O QUE SE PEDE:
Responda a estas perguntas com base no texto sobre o poeta Ronaldo:
1. Que obra, segundo o texto, confirma o apetite sexual de Ronaldo?
2. A que regime Ronaldo fez oposição, na Paraíba e por onde andou?
3. Em que cidade nasceu quem escreve o texto?

TEXTO APRESENTADO:
§ §

O poeta é um fingidor… /  E os que lêem o que escreve/ Na dor lida sentem bem/ Não as duas que ele teve / Mas só a que eles  não têm.”
Em Ronaldo o apetite sexual parece uma eterna busca. “Poemas de Sala e Quarto” o confirma. Ele deseja estender até ao mundo dos inanimados, das coisas materiais a incontida ânsia dos seus desejos:
 Se nossos chinelos vissem/ sobre a cama os travesseiros/ talvez até decidissem/ sob a cama ser parceiros.”
Mas carrega as suas estações de dolorosa parada para reflexão. Ronaldo é um poeta ligado a um momento da história política paraibana, nacional. Não tenho coragem de dizer, de julgar o que mais o distingue ao longo de sua vida. Como acertar, se ele dissimula e finge? Uma condição explícita o caracteriza, e todos concordarão: foi o poeta político que disputava eleições, fez oposição ao regime militar, na Paraíba e por onde andou. Lutou, não cedeu, venceu. Maiakovski, entre todos os títulos, consagra-o o de “poeta da revolução russa.”
Muito pior, com certeza/ que uma sala sem mesa/ é uma mesa sem pão.” 
Sua mente não repousava. Muito ainda resta para falar sobre Ronaldo e Oinotna para completar o ciclo da vida: a severidade e a alegria, os lauréis e as palmas. Campina rediviva.
Quero deixar claro.
Vi a luz da vida em Sousa, onde nasci, falo com orgulho. Em Campina recebi os raios dos conhecimentos acumulados pela sociedade, descobri a prática da invenção, da construção, da criação, da imitação com os seus perigos inerentes. De Sousa guardo a memória do aprendizado, do espanto com os fatos da vida, destruindo já a inenarrável memória da infância; de Campina a descoberta do colóquio libidinoso dos poetas com os leitores, com o mundo  ─ que permanece dominante nas reflexões inevitáveis. O amor e a guerra entrelaçados.

§ §

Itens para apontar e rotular

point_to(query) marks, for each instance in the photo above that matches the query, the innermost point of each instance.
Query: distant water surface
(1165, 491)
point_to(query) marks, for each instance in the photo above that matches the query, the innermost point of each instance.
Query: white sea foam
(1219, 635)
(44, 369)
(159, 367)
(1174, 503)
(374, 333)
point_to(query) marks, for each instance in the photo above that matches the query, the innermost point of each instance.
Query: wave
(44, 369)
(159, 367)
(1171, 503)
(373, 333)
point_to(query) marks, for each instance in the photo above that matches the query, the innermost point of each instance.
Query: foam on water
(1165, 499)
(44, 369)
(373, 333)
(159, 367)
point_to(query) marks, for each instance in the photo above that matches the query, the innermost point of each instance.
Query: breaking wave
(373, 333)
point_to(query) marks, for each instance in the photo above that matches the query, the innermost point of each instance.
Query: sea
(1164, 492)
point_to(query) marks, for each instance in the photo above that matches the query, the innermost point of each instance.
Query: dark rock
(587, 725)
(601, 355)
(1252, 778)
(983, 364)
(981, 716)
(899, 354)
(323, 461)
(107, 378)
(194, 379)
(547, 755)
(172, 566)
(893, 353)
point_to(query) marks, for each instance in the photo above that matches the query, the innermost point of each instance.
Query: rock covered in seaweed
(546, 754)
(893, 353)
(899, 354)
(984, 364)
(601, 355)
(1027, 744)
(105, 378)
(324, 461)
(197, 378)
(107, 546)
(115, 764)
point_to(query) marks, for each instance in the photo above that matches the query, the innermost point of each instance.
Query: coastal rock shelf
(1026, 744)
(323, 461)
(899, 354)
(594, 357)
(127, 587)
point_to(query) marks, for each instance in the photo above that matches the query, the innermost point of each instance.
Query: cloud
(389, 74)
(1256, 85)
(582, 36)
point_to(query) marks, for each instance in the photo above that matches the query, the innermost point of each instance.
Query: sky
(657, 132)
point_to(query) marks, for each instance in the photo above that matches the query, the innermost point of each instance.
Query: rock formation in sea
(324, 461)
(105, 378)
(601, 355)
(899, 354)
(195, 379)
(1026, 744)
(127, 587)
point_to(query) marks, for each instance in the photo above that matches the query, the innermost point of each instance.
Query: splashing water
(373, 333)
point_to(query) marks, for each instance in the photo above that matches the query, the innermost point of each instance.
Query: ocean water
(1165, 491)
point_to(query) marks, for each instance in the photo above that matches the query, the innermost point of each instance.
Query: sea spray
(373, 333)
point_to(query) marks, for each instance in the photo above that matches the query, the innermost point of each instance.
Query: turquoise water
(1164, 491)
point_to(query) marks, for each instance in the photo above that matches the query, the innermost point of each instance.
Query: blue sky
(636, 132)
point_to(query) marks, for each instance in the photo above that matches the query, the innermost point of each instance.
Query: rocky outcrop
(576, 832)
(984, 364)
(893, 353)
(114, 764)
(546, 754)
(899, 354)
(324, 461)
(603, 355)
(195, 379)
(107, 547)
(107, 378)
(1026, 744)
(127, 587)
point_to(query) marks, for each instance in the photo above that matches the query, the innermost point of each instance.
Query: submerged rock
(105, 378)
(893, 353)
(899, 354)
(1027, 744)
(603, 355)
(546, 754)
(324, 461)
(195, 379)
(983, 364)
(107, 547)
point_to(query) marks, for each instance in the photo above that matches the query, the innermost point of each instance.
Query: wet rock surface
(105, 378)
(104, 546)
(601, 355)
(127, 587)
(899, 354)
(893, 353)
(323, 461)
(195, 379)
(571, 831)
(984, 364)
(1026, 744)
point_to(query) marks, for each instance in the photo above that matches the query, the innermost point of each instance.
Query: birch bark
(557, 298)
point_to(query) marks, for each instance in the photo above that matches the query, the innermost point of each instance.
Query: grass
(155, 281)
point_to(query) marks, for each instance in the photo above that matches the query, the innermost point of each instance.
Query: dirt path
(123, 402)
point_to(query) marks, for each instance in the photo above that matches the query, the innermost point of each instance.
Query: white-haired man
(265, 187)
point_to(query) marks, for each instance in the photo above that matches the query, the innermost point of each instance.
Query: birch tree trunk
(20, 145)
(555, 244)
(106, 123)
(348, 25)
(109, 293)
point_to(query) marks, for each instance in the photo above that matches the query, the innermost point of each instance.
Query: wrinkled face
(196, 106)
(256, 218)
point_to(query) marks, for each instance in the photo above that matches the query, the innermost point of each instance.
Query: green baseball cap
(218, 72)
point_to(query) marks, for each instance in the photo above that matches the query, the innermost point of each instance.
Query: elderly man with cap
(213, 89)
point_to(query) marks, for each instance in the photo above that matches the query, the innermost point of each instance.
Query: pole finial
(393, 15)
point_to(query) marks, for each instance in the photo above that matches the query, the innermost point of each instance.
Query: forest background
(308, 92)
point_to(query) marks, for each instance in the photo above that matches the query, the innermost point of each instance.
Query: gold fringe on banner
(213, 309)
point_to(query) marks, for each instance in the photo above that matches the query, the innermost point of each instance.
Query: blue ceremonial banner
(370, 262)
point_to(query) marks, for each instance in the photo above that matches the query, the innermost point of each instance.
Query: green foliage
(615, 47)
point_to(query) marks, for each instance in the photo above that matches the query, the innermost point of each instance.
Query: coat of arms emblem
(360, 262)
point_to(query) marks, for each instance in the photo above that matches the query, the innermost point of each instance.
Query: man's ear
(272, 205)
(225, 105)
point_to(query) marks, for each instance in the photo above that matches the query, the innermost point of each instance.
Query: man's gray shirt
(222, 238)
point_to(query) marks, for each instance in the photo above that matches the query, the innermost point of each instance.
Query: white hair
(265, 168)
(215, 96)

§ §

RESPOSTA DA TAREFA:
1. "Poemas de Sala e Quarto".
2. Ao regime militar.
3. Em Sousa.